[PASSAGE PROVIDED]
Donovan S. Royal, ~4.6% Shareholder of LL Flooring, Independently Voices Strong Concerns Regarding LL Flooring’s Leadership and Supports the Election of F9’s Three Highly Qualified Director Nominees

F9 Urges Shareholders Vote the GOLD Proxy Card "FOR" F9’s Director Nominees – Tom Sullivan, Jason Delves, and Jill Witter – Who Are the Right Individuals to Restore Value to LL Flooring

FRANKLIN, Tenn., June 25, 2024--(BUSINESS WIRE)--F9 Investments, LLC ("F9"), which together with its affiliates collectively owns approximately 8.85% of LL Flooring Holdings, Inc. ("LL Flooring" or the "Company") (NYSE: LL) common stock and is the Company’s largest shareholder, today noted that another significant Company shareholder, Donovan S. Royal, has independently voiced strong concerns regarding LL Flooring’s current strategy and leadership and has reiterated support for the election of F9’s three highly qualified nominees to the Company’s Board of Directors (the "Board") at its 2024 Annual Meeting to be held on July 10, 2024. Mr. Royal is not affiliated with F9 Investments.

[DIRECTIONS FOR THIS TASK]
Write the next few paragraphs of the press release on Donovan S. Royal's support for F9's nominees, picking up after its final sentence.

[LISTED RECORDS]
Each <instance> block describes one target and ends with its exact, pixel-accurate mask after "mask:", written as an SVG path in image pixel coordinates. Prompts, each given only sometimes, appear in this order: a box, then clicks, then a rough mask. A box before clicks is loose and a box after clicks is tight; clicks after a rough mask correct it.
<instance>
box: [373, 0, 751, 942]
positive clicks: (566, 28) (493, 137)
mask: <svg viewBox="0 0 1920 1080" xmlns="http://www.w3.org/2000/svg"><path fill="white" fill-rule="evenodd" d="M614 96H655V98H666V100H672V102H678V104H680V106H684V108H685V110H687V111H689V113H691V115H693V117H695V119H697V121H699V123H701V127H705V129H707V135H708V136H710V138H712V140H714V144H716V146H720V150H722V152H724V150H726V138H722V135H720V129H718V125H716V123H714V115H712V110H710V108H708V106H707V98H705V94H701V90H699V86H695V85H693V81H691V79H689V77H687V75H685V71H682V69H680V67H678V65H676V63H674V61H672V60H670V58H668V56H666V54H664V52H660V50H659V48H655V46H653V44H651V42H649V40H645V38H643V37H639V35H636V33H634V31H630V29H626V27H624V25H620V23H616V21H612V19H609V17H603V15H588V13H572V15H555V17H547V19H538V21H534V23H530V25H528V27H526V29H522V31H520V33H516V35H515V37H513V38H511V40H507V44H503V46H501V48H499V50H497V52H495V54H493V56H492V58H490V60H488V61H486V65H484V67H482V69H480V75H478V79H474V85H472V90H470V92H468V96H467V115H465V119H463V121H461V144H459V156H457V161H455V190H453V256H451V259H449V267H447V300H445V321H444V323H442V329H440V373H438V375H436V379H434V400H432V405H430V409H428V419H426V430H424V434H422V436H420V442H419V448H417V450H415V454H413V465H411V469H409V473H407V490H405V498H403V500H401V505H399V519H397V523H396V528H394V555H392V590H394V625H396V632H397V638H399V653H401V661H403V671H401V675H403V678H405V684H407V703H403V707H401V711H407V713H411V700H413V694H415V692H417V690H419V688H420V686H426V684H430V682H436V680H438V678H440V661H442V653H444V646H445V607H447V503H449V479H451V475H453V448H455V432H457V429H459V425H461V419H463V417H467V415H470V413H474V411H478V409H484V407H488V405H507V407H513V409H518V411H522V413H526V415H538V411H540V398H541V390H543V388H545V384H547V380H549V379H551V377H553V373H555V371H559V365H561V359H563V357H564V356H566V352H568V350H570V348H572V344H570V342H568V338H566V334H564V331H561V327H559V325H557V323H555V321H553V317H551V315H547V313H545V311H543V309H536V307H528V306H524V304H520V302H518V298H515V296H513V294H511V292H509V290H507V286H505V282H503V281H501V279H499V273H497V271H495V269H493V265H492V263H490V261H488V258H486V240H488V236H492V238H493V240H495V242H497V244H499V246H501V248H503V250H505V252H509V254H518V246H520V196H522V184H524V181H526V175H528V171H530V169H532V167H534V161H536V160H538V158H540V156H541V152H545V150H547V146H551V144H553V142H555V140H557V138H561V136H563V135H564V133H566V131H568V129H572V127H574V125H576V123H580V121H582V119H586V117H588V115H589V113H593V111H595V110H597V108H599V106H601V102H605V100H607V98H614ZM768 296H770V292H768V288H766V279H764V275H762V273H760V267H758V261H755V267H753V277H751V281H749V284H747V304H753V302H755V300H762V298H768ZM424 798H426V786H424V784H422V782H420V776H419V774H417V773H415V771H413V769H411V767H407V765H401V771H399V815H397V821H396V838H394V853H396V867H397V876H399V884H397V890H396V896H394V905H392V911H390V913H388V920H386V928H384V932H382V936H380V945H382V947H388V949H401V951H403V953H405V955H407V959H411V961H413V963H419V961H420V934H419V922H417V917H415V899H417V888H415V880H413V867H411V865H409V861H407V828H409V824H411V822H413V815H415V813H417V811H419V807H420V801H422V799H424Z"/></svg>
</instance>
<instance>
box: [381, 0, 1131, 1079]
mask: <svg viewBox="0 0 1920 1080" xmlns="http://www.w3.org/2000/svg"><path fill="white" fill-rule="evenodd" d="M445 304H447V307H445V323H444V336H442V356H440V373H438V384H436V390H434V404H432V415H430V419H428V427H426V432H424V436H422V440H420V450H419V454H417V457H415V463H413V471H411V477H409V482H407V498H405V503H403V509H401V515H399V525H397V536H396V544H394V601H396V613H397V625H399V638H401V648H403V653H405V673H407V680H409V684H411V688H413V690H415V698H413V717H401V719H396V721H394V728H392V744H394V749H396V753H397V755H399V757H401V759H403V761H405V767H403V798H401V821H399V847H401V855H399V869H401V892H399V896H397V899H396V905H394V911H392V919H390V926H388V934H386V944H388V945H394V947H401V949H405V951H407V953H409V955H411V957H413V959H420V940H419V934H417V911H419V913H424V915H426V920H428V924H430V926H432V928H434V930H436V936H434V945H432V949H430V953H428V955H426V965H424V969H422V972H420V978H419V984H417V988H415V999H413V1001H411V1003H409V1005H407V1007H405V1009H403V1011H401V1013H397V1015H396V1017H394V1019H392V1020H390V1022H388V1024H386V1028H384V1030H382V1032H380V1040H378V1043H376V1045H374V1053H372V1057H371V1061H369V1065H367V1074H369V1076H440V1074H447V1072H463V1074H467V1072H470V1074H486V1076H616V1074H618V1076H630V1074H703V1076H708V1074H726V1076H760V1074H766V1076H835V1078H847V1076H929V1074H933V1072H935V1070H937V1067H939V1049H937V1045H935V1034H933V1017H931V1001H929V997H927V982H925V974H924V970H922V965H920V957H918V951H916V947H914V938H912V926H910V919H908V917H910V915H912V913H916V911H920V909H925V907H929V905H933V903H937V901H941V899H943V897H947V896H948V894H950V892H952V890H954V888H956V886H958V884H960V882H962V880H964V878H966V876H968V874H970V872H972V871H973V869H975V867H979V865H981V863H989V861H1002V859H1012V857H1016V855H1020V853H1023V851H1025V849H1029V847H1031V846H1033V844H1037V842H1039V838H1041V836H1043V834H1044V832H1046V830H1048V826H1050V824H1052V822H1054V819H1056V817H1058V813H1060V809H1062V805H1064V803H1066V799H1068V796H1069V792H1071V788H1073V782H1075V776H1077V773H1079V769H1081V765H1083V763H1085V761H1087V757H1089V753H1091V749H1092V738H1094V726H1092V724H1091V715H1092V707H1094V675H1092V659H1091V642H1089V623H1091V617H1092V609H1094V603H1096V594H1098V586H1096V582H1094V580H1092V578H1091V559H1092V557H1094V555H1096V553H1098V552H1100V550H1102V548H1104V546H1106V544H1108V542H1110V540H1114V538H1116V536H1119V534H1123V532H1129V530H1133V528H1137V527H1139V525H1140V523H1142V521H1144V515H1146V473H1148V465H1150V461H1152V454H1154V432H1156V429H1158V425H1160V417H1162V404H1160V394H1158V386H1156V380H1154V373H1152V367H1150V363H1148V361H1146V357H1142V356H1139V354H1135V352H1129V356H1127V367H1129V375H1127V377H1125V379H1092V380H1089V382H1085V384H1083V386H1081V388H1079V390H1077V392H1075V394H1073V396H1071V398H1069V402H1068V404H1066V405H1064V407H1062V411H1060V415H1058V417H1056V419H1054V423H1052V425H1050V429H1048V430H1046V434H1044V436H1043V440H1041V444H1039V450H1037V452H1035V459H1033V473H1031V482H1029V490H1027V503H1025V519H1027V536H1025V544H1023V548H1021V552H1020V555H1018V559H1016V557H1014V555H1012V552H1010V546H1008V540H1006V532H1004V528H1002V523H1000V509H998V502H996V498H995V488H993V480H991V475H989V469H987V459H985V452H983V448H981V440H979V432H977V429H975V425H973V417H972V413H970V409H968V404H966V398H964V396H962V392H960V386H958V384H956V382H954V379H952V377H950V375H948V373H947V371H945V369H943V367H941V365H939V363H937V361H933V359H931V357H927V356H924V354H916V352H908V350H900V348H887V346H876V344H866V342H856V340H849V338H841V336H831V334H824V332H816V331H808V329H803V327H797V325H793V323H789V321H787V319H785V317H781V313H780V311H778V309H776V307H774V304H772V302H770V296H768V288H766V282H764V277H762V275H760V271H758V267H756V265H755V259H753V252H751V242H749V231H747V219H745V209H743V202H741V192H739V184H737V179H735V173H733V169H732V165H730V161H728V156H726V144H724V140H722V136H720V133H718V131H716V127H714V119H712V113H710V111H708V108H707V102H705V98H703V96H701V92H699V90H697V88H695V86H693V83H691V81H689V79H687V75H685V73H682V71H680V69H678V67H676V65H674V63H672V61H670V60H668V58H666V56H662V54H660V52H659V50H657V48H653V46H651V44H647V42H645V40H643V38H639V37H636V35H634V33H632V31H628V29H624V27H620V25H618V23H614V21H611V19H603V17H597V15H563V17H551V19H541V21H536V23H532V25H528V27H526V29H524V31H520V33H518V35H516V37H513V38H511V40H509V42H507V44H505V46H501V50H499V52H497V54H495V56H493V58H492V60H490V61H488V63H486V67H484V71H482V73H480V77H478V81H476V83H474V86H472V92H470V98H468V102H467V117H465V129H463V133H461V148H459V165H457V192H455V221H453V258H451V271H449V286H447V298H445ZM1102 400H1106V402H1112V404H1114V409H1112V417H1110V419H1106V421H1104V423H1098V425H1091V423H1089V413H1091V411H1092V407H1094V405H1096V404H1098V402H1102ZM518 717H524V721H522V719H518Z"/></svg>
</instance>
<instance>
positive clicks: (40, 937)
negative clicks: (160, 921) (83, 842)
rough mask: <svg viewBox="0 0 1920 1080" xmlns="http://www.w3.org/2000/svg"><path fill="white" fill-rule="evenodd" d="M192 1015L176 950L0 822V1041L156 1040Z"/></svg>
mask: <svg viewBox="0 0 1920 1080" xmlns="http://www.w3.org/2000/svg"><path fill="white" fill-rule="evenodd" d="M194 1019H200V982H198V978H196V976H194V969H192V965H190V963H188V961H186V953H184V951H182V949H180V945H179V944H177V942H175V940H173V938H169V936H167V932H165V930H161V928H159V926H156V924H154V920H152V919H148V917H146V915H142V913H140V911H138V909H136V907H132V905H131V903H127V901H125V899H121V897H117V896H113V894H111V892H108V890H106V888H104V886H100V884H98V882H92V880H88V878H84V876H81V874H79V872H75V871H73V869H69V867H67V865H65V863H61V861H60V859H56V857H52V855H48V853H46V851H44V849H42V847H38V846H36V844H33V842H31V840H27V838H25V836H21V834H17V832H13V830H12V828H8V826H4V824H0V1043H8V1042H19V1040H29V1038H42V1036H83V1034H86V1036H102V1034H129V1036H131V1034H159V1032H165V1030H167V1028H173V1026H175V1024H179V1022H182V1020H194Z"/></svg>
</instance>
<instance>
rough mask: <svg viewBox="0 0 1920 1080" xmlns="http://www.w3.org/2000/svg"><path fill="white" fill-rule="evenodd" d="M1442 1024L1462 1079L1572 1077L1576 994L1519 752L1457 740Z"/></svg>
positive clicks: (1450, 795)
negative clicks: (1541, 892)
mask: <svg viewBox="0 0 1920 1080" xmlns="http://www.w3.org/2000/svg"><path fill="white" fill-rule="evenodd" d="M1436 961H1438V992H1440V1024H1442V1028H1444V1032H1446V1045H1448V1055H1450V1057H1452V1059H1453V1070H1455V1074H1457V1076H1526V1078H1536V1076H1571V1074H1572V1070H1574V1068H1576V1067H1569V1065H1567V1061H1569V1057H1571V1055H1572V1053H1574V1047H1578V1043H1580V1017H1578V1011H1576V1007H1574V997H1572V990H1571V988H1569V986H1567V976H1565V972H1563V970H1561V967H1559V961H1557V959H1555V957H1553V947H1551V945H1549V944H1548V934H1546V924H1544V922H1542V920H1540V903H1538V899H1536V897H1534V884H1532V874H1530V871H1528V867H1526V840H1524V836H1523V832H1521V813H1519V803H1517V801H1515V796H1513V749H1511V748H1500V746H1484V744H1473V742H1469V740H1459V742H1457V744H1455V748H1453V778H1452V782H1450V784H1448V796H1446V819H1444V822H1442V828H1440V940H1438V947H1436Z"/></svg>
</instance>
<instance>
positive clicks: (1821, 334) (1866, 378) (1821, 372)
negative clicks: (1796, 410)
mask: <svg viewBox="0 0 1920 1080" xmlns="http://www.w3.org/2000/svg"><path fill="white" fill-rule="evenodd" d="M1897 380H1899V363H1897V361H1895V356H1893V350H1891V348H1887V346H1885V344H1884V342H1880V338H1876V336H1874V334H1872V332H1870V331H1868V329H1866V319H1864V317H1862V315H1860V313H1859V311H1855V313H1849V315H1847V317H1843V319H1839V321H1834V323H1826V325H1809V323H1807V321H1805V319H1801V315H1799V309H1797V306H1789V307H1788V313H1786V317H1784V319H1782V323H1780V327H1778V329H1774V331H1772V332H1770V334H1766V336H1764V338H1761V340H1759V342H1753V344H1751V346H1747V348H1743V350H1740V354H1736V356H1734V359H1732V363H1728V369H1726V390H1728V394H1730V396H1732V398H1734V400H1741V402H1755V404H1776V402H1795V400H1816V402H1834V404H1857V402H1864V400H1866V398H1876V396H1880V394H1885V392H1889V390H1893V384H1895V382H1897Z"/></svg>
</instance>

[WRITTEN RESPONSE]
Donovan S. Royal, a longtime flooring industry executive who holds approximately 4.6% of LL Flooring’s outstanding common stock as of the Company’s 2024 record date, yesterday issued a statement addressing certain mischaracterizations in LL Flooring’s most recent proxy materials regarding F9’s nominees and called out the Board for its failure to take accountability for the Company’s abysmal performance which has left LL Flooring at risk of going out of business.

The full text of Mr. Royal’s filing can be accessed directly here and at www.SEC.gov.

With regard to the Company’s filed statements regarding the fitness of F9’s nominees to serve on the Board and Mr. Sullivan’s track record of value creation, Mr. Royal noted:

Those filings dated June 17, 20241 and substantially parroted on June 18, 20242 contain questionable statements about the experience and qualifications of the Company’s nominees and incorrectly assert, "Mr. Sullivan and his other two nominees... offer no incremental value to your Board." The Company’s own actions undermine this claim, as LL had previously offered a board seat to one of Mr. Sullivan’s nominees, John Jason Delves, who evidently possesses the requisite experience (as do Mr. Sullivan’s other nominees) to repair the damage done by the current Board and management.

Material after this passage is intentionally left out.